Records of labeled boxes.
— BEGIN —

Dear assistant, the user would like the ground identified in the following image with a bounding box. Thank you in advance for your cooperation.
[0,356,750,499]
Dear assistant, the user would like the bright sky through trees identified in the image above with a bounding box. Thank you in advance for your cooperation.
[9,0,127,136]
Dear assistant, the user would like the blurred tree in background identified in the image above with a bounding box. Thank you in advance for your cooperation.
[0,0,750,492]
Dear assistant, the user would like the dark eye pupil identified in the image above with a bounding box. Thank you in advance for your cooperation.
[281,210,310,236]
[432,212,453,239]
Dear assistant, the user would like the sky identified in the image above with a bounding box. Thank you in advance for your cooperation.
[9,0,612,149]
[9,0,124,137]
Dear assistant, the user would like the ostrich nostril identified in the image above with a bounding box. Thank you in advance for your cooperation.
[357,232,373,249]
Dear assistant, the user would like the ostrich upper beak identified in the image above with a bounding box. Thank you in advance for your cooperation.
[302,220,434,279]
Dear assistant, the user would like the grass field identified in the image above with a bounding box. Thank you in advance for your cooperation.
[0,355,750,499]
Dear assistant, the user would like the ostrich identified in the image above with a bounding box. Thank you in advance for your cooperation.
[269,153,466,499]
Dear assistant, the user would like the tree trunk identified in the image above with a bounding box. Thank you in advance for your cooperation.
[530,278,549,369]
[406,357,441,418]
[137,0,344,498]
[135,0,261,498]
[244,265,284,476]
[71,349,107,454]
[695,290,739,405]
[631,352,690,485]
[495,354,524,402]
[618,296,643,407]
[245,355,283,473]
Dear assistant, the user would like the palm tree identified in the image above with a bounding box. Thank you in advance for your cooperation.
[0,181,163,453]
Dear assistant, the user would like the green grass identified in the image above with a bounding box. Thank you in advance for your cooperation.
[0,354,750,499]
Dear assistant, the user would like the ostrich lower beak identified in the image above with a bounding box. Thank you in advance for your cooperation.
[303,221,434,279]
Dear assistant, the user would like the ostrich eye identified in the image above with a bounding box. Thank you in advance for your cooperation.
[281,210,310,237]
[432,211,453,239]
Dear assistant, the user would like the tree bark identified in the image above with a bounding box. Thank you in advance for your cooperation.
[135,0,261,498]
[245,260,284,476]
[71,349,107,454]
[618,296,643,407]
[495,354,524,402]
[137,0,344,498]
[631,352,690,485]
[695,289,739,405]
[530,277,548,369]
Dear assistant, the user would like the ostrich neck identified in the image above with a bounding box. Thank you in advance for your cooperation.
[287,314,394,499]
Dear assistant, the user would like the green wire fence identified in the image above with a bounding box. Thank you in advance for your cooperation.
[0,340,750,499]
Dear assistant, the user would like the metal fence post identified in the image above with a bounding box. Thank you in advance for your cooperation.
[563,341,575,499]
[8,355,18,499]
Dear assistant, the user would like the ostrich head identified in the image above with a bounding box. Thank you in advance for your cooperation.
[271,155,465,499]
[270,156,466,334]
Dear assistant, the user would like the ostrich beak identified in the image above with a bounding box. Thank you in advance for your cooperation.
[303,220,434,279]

— END —

Challenge. Extract the lines from the records that run from the line containing "Dear assistant, the user would like the sky" through the line containing "[9,0,124,137]", including both of those lines. Reproduce them without any changes.

Exercise solution.
Dear assistant, the user would like the sky identified in the image above with a bounding box. Thank you in advance for your cooperation.
[9,0,612,149]
[9,0,124,137]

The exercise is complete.